* **Given records**:

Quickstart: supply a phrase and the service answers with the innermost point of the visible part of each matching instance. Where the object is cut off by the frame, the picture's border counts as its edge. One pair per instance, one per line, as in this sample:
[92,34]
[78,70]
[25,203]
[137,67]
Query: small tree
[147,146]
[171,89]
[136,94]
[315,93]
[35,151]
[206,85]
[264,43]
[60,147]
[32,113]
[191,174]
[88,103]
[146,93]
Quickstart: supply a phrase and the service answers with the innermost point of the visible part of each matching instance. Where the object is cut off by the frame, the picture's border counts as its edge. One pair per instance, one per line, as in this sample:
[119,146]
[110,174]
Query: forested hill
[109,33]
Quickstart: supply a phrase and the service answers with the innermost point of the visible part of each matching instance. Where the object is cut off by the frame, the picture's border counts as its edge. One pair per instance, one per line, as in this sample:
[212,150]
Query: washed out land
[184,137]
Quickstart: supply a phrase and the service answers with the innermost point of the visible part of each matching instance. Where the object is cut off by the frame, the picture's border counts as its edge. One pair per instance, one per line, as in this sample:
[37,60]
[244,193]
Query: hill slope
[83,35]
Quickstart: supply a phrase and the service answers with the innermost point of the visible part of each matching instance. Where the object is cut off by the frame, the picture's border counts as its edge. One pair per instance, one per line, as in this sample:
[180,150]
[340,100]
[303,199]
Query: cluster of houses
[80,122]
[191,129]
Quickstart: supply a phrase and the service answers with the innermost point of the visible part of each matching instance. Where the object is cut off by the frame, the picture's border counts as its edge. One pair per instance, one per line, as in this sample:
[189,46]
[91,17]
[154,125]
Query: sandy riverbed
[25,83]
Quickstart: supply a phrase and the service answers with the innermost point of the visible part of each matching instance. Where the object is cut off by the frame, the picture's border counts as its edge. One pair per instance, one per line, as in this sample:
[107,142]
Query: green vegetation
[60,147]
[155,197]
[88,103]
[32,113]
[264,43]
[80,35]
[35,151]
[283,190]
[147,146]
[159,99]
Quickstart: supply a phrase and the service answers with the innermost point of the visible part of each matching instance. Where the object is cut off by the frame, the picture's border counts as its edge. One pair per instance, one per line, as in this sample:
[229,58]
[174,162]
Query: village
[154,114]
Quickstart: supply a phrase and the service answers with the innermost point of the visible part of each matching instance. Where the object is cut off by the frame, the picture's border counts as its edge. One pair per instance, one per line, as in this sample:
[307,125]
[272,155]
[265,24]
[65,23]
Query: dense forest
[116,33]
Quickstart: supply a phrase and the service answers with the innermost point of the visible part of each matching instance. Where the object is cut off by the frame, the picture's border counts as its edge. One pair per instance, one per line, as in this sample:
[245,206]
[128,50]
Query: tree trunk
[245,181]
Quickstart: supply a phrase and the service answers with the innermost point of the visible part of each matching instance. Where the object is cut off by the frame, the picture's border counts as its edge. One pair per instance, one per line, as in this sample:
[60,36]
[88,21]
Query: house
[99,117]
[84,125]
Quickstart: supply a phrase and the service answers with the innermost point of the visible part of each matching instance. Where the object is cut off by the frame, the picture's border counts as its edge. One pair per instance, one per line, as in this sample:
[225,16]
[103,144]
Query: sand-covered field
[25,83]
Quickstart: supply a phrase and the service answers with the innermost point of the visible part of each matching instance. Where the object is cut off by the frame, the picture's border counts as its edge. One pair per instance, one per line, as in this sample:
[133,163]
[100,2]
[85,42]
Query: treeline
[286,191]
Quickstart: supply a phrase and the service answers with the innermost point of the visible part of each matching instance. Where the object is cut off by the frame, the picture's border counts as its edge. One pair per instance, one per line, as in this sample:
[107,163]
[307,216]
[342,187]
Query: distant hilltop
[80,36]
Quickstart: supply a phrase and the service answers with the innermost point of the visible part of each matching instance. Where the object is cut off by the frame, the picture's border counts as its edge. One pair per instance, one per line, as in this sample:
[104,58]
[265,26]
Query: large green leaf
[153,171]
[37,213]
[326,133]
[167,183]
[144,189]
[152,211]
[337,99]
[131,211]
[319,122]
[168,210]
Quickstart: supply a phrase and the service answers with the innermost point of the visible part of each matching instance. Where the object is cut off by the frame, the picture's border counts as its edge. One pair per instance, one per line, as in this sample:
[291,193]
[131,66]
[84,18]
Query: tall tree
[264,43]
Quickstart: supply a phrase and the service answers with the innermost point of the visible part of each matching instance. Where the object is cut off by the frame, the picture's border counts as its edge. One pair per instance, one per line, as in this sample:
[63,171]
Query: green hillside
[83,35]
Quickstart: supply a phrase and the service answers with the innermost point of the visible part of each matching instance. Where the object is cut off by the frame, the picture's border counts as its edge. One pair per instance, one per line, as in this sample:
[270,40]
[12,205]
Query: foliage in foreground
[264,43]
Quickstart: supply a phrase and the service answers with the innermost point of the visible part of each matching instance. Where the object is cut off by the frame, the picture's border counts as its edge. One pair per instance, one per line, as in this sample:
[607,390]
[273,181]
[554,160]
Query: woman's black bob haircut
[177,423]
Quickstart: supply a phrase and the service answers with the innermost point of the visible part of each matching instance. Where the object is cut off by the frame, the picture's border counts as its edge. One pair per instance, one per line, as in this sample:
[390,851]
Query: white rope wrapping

* **What you are asked to do**: Give every entry back unchanged. Leave none out.

* **Solution**:
Quickstart: supply a phrase and the service answers with the innermost point of the visible part of each matching instance. Where the object is cut off by the frame, the picture's border counts as its edge. One pair per instance, one per line, as in this sample:
[92,34]
[78,70]
[25,203]
[137,67]
Query: small tree
[147,146]
[171,89]
[136,94]
[315,93]
[35,151]
[206,85]
[264,43]
[60,147]
[32,113]
[191,174]
[88,103]
[146,93]
Quickstart: supply a phrase and the service answers with the innermost point of the visible part of each matching instance. Where the object is cut off by the frame, the picture's border counts as its edge. One pair per instance, one per line, as in this sample:
[119,146]
[110,174]
Query: forested hill
[109,33]
Quickstart: supply a phrase and the service answers with the innermost point of the visible part of each matching instance. Where the object is cut off by the frame, the picture's border counts as its edge. One pair per instance, one per line, as in this sample:
[212,150]
Query: washed out land
[184,137]
Quickstart: supply a phrase and the service answers with the innermost point of the visible part of each matching instance. Where the object is cut off by the frame, the picture's border counts as its edge. One pair per instance, one per line, as in this sample:
[37,60]
[244,193]
Query: hill slope
[83,35]
Quickstart: supply a phrase and the service answers with the innermost point of the visible part of each matching instance. Where the object is cut off by the frame, the picture's border counts as its edge. One pair per instance, one per line, as in this sample:
[180,150]
[340,100]
[303,199]
Query: cluster of houses
[80,122]
[191,129]
Quickstart: supply a phrase and the service answers with the innermost point of the visible part of each matching instance. Where the object is cut off by the frame, the picture's border counts as its edge. One pair per instance, one per line, as in this sample:
[189,46]
[91,17]
[154,125]
Query: sandy riverbed
[25,83]
Quickstart: supply a phrase and the service answers with the innermost point of the visible part of each matching instance. Where the object is cut off by the frame, the picture's border counts as its edge. One pair per instance, one per line, as in this sample:
[107,142]
Query: green vegetation
[60,147]
[155,197]
[88,103]
[32,113]
[264,43]
[80,35]
[35,151]
[283,190]
[147,146]
[159,99]
Quickstart: supply a phrase and the service answers with the innermost point of the visible part of each matching instance. Where the object is cut off by the frame, the picture's border counts as its edge. One pair per instance, one per line, as in this sample:
[229,58]
[174,162]
Query: village
[154,114]
Quickstart: supply a phrase and the service answers with the innermost point of the visible part of each matching instance. Where the object is cut off by the frame, the picture's border counts as its edge. One pair per instance, one per line, as in this sample:
[307,125]
[272,155]
[265,24]
[65,23]
Query: dense forest
[116,33]
Quickstart: supply a phrase and the service answers with the innermost point of the visible part of each matching instance. Where the object is cut off by the frame, the picture's border counts as its edge. One pair per instance, one per line, as in this sample:
[245,206]
[128,50]
Query: tree trunk
[245,181]
Quickstart: supply a phrase and the service answers with the innermost point of the visible part of each matching instance. Where the object is cut off by the frame, the picture's border counts as its edge. One pair per instance, one per line, as in this sample:
[60,36]
[88,21]
Query: house
[99,117]
[84,125]
Quickstart: supply a phrase and the service answers with the innermost point of the visible part of each matching instance. Where the object is cut off by the frame, the picture's border counts as its edge. One pair per instance, one per line, as in this sample:
[225,16]
[103,144]
Query: sand-covered field
[25,83]
Quickstart: supply a phrase and the service answers with the innermost point of the visible part of each matching instance. Where the object is cut off by the frame, the picture's border counts as its edge. One pair per instance, one per line, as in this sample:
[133,163]
[100,2]
[85,42]
Query: treeline
[286,191]
Quickstart: supply a phrase and the service answers with the innermost point of the visible part of each matching instance. Where the object is cut off by the frame, the picture's border counts as its edge. One pair per instance, one per line, as in this sample:
[107,163]
[307,216]
[342,187]
Query: distant hilltop
[80,36]
Quickstart: supply a phrase and the service answers with the innermost point of the visible part of each matching instance. Where the object is cut off by the frame, the picture's border counts as its edge. One pair per instance, one per line, as in this sample:
[104,58]
[265,26]
Query: large green leaf
[153,171]
[37,213]
[326,133]
[167,183]
[144,189]
[152,211]
[337,99]
[131,211]
[319,122]
[168,210]
Quickstart: supply a phrase and the service answers with the innermost point of the visible part of each matching instance. Where the object is cut off by the frame, the picture's border counts as its edge. One pair per instance, one per line, as in this sample:
[291,193]
[131,66]
[84,18]
Query: tall tree
[264,43]
Quickstart: supply a phrase and the service answers with the innermost point of the visible part of each matching instance. Where the object is cut off by the frame, the picture's border counts as its edge. One pair per instance, one per line, as in this sample:
[63,171]
Query: green hillside
[83,35]
Quickstart: supply a phrase and the service answers with the innermost point of the visible part of each matching instance. Where the object is cut off by the frame, the picture's border counts as its edge. One pair per instance, one per line, as in this sample:
[270,40]
[12,205]
Query: foliage in foreground
[264,43]
Quickstart: supply a phrase and the service answers with the innermost point of the visible part of each matching instance. Where the object is cut off by the frame, the picture's border counts as its edge. One pair per instance, one per line, as in this sample:
[607,390]
[273,181]
[554,160]
Query: woman's black bob haircut
[177,423]
Quickstart: supply a phrase and the service answers with the innermost point of the visible part of each matching instance. Where the object is cut off by the frame, the picture's border counts as its edge. One pair per instance, one per line, as in this sample:
[390,851]
Query: white rope wrapping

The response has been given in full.